**Exercise:** Reproduce the following entries word for word, starting at the line that contains "Where can you find the sidewalk" and ending at the line that contains "<point>68,76</point>", with both of those lines included.

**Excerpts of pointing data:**

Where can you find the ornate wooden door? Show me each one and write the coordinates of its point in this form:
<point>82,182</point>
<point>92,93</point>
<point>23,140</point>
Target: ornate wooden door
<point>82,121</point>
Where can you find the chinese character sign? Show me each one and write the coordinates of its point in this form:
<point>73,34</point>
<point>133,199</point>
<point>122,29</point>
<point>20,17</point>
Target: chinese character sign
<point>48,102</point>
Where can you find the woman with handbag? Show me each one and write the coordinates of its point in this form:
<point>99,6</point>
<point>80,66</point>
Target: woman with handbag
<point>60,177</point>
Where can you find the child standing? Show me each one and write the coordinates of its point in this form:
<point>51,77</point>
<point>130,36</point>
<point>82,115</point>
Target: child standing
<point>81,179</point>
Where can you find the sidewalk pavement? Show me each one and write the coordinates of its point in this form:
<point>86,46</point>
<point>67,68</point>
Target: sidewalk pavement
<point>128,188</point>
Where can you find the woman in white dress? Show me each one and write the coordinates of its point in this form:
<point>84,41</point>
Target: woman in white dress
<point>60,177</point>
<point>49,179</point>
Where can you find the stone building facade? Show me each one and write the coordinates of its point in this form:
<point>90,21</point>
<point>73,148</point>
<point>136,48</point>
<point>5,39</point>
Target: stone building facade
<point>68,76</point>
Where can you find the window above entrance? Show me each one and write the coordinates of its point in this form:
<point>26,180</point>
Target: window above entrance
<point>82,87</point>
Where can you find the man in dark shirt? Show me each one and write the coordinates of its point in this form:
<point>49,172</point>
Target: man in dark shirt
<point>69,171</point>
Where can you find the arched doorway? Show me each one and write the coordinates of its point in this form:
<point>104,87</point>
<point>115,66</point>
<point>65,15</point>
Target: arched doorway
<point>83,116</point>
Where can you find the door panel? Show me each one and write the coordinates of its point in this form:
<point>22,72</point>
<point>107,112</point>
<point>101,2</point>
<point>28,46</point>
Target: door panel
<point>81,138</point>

**Answer below:**
Where can you find the sidewalk pavement? Show me each one and write the coordinates of its point in this form:
<point>86,46</point>
<point>67,68</point>
Target: sidewalk pavement
<point>128,188</point>
Where can you find the woman in white dress? Show me each one and write the coordinates of its point in this form:
<point>84,41</point>
Target: woman in white dress
<point>60,177</point>
<point>49,179</point>
Where can you find the stone building facade? Show me each one and write the coordinates of its point in this form:
<point>90,21</point>
<point>73,148</point>
<point>136,48</point>
<point>5,39</point>
Target: stone building facade
<point>68,76</point>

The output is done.